**TEXTE FOURNI**

-------------------------

Dimanche 29 juillet 1990

Peut-être n’ai-je pas assez parlé de la dernière guerre à mes trois fils, mais cela m’était difficile, n’ayant pas «fait» la guerre au sens propre du terme ni vraiment combattu sur un champ de bataille. Car comment leur expliquer que je l’ai subie, soufferte, comprise et portée tout aussi violemment et profondément que beaucoup de ceux qui s’en étaient sortis indemnes, sous le casque et les bombes.

L’action physique immédiate mémorise peu. Alors qu’un Romain Rolland «au-dessus de la mêlée» incruste dans l’histoire le sens de l’acte en retrait, perçu de tous les côtés à la fois, reçu de toutes parts. J’aurais voulu leur faire comprendre qu’on peut souffrir une guerre loin du front et de ses feux croisés, bien plus encore dans un corps sans blessure, parce que sauf et privilégié, parce que témoin survivant au service du meilleur.

Avec la capacité d’une réflexion profonde, d’une imagination ouverte sur les autres, d’une sensibilité féconde permettant de se placer à la pointe des plus véhémentes douleurs, comme des plus éclatantes joies, on peut vivre tout autant et mieux les plus grands moments de l’histoire, les plus intimes sentiments de l’oubli. Je pense à Guadalcanal, Bir Hakeim, Monte Cassino, Omaha Beach, Hiroshima, mais aussi à mes amis Leroux, mort en Indochine, et Meyer, tué à El Alamein.

Je n’ai fait que suivre avec émotion (une émotion qui me fait encore pleurer) chaque bulletin de défaite et de victoire quotidiennement émis pendant 5 ans par une BBC vigilante. Je n’ai fait que courir après les combats comme Fabrice del Dongo à la poursuite de l’Empereur, toujours en retard d’une guerre, en exclu de la mort à tout prix. Parti à l’aventure sans que la mort, jamais, ne me prenne au sérieux.

À mon arrivée au Havre, presque entièrement détruit, je découvris dans ce juste-après-guerre le pendant de la guerre. Oui j’étais parti davantage à l’aventure de la vie qu’à l’appel de la mort. Comment vous dire, mes fils, ce qu’un père, dans ses silences, ses pudiques appels et ses dérisions, voudrait dire, transmettre, transcrire sur l’abécédaire de votre nouvelle codification du monde et de la pensée ?

À vous de l’imaginer, de le deviner. À moi de vous le faire croire. Lorsqu’à 18 ans, vivant en Nouvelle-Calédonie, j’ai voulu m’engager dans l’aviation française comme pilote de chasse, mon père me dit : «il y a des hommes appelés à détruire, ce sont les combattants, les révolutionnaires, ils vivent pour mourir. Mais il y a aussi des hommes faits pour vivre, appelés à reconstruire la paix, la liberté, la justice écroulées, afin d’éviter d’autres violences, d’autres captivités, d’autres injustices, d’autres morts innocentes. C’est à toi de choisir». J’étais jeune, j’ai cru que ma seule raison de vivre ne pouvait que se situer dans une action immédiate et violente. Je me suis engagé. Mais le temps, la chance, le soleil ou les dieux en décidèrent autrement et je suis arrivé en Europe juste après la dernière bataille.

-------------------------

[Extraits de données de pointage]
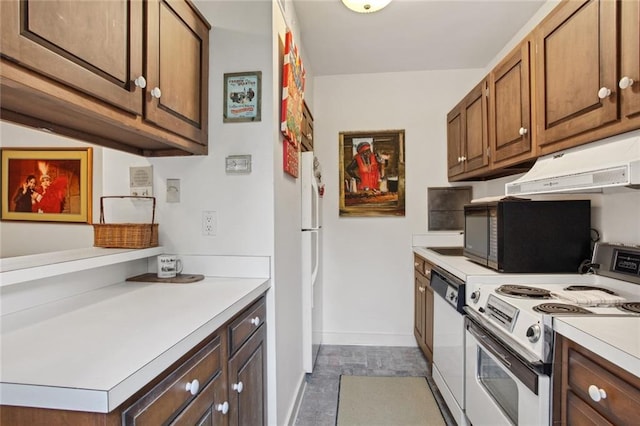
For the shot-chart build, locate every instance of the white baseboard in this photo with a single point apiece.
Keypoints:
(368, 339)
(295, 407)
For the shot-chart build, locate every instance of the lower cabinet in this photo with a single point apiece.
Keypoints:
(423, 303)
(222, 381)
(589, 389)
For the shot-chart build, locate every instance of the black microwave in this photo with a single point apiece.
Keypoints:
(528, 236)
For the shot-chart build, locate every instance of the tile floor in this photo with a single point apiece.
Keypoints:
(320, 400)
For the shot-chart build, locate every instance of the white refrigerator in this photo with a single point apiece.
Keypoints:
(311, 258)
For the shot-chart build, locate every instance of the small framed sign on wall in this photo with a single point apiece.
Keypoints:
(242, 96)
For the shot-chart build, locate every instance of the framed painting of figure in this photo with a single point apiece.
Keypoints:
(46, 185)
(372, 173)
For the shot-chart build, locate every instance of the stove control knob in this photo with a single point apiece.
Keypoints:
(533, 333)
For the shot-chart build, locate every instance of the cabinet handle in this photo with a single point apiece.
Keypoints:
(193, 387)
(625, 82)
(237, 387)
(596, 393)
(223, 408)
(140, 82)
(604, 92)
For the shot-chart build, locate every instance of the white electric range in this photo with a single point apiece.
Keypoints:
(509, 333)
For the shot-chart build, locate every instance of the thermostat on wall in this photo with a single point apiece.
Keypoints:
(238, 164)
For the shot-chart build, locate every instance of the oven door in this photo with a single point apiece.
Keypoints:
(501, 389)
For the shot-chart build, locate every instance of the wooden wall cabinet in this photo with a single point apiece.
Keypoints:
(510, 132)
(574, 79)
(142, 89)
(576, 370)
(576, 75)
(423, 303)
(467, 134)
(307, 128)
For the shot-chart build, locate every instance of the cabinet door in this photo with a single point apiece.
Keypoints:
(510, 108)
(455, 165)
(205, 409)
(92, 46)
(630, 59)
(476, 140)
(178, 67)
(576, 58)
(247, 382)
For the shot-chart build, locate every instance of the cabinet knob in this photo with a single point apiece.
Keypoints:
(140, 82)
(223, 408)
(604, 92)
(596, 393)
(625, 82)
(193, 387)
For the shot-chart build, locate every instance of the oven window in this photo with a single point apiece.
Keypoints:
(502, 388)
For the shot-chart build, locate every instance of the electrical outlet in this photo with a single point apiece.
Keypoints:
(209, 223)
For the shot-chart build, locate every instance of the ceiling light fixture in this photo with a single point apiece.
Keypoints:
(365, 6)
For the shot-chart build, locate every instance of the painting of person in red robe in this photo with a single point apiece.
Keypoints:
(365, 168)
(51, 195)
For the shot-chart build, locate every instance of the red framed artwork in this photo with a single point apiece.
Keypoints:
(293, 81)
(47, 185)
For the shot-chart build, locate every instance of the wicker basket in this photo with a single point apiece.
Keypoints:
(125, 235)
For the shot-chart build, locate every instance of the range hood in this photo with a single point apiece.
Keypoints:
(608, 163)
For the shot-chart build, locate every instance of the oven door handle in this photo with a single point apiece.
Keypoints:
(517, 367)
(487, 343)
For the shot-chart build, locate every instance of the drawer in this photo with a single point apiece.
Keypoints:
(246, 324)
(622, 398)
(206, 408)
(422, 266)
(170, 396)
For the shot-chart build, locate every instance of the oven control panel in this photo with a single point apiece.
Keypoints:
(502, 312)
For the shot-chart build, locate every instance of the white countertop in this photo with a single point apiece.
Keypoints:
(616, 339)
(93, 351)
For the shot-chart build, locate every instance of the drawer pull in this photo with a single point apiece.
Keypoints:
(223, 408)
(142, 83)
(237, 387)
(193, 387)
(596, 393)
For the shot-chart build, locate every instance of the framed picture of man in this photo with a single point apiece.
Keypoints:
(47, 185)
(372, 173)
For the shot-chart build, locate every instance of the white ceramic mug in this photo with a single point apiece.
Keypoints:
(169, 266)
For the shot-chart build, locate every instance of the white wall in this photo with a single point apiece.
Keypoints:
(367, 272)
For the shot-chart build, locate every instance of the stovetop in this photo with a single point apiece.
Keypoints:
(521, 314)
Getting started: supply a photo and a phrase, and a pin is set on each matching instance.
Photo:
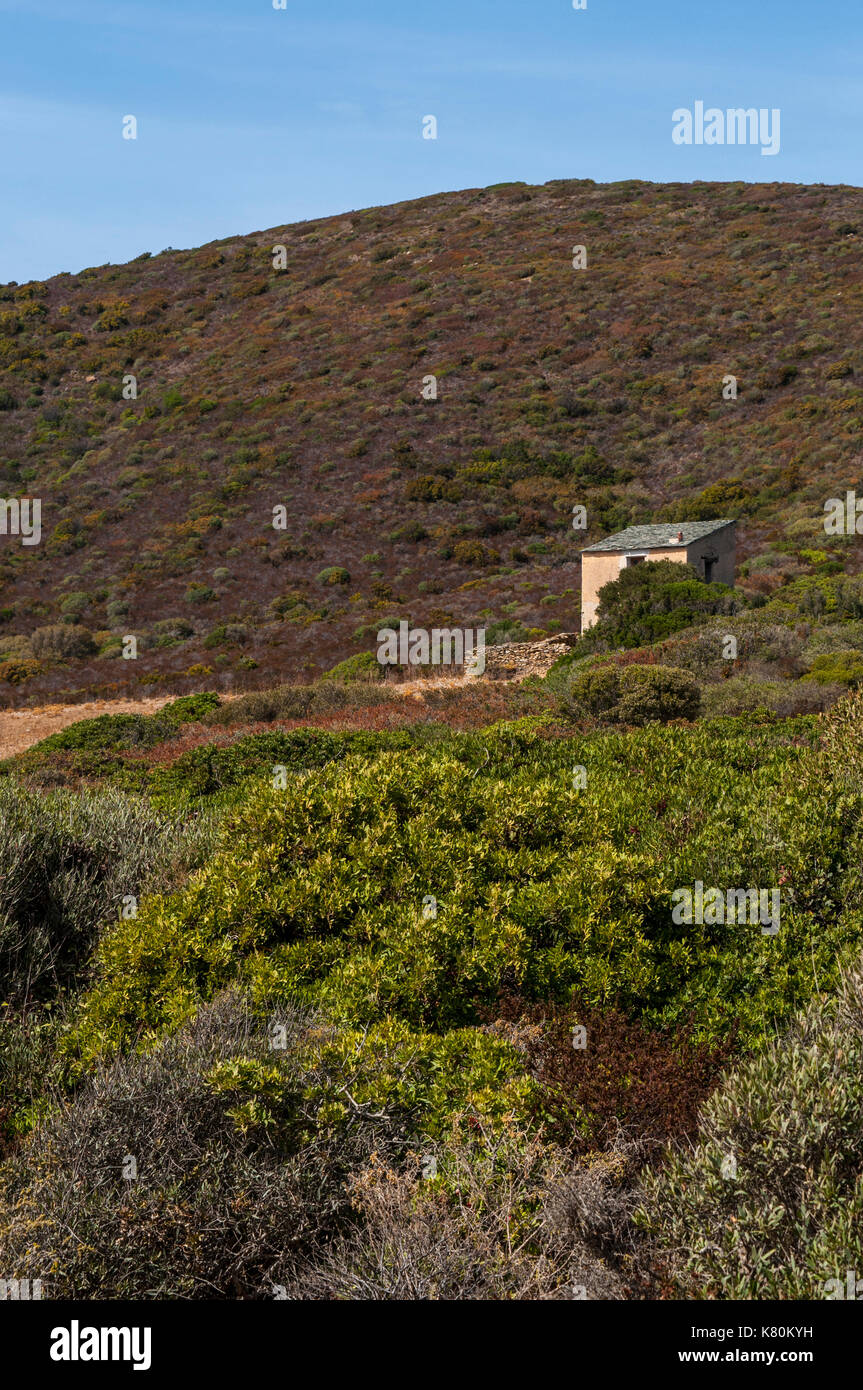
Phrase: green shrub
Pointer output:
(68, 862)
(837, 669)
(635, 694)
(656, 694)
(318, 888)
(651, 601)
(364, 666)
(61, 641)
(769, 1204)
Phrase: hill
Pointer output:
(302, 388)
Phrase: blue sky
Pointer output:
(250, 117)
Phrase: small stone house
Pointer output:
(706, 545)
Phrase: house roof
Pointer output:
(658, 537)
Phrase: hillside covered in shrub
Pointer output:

-------------------------

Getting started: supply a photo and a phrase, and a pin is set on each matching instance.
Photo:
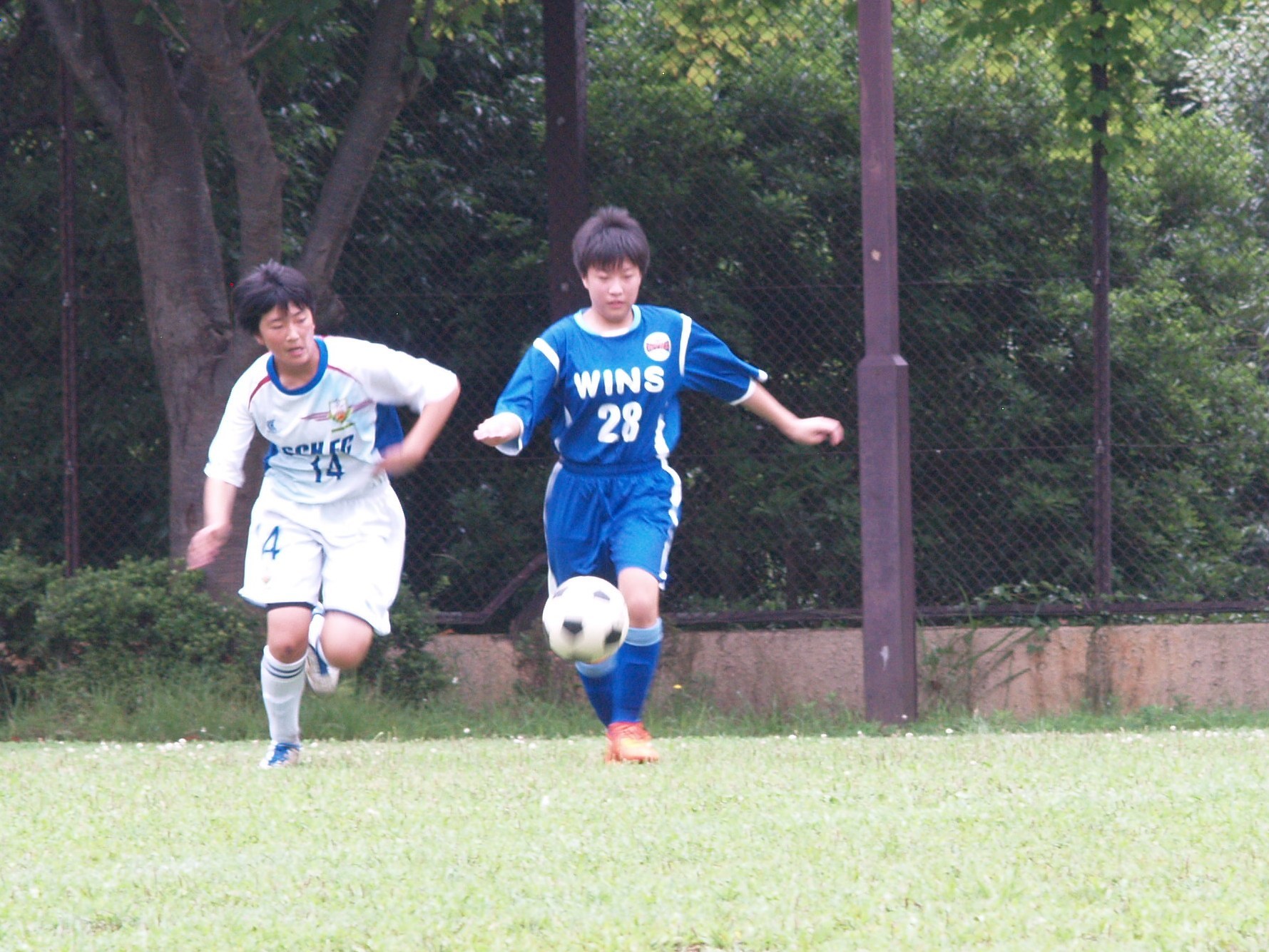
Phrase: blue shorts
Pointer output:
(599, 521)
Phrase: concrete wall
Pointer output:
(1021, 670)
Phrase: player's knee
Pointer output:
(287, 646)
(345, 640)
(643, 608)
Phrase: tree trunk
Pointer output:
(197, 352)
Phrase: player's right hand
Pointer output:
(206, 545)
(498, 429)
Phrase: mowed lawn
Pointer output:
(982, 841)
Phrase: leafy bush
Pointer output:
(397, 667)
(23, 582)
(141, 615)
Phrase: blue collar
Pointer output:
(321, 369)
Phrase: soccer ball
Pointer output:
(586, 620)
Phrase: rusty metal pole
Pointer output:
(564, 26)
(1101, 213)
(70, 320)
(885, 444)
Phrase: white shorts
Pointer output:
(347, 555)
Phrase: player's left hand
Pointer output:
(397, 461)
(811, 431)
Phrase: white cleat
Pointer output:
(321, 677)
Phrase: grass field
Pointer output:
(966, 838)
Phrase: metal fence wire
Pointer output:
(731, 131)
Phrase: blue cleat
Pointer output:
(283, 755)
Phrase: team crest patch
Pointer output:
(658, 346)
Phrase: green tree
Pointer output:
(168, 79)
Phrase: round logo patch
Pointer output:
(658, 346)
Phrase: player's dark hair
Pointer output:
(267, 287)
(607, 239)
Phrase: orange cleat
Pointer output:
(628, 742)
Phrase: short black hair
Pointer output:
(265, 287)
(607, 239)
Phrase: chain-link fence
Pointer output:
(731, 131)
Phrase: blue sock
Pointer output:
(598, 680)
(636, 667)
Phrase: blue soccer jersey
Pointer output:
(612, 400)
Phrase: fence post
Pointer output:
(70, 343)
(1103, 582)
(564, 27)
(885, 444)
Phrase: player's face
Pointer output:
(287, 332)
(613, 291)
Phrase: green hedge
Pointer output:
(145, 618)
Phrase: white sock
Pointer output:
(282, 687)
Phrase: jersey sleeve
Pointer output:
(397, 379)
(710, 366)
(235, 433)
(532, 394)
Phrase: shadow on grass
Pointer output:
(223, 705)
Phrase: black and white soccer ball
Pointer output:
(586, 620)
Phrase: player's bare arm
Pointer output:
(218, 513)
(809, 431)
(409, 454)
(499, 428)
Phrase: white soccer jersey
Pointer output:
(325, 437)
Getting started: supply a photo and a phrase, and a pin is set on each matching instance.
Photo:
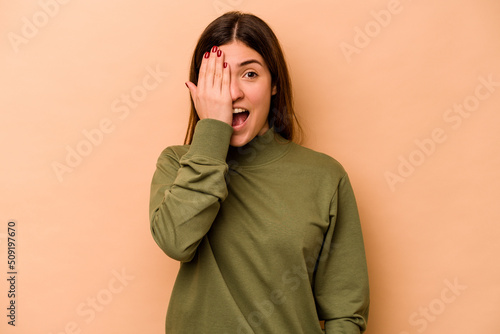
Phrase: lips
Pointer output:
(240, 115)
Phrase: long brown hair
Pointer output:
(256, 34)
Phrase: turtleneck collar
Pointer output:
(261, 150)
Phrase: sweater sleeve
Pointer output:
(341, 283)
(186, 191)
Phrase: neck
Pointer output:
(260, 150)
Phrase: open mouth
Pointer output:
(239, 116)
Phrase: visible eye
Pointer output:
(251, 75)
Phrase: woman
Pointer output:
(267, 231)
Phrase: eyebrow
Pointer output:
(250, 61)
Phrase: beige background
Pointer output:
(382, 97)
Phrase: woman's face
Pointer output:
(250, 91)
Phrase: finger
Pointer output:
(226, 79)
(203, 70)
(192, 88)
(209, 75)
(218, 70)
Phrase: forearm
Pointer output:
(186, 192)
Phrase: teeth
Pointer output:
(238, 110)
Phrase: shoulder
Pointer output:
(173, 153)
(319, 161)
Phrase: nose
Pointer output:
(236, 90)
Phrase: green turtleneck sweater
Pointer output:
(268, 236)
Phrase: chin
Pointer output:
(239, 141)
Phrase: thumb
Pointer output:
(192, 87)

-------------------------

**OBJECTIF ANNONCÉ**
Reproduisez à l'identique le passage du texte sur la guerre qui commence par « Je n’ai fait que suivre » et se poursuit jusqu'à « prenne au sérieux. ».

**LA SOLUTION**
Je n’ai fait que suivre avec émotion (une émotion qui me fait encore pleurer) chaque bulletin de défaite et de victoire quotidiennement émis pendant 5 ans par une BBC vigilante. Je n’ai fait que courir après les combats comme Fabrice del Dongo à la poursuite de l’Empereur, toujours en retard d’une guerre, en exclu de la mort à tout prix. Parti à l’aventure sans que la mort, jamais, ne me prenne au sérieux.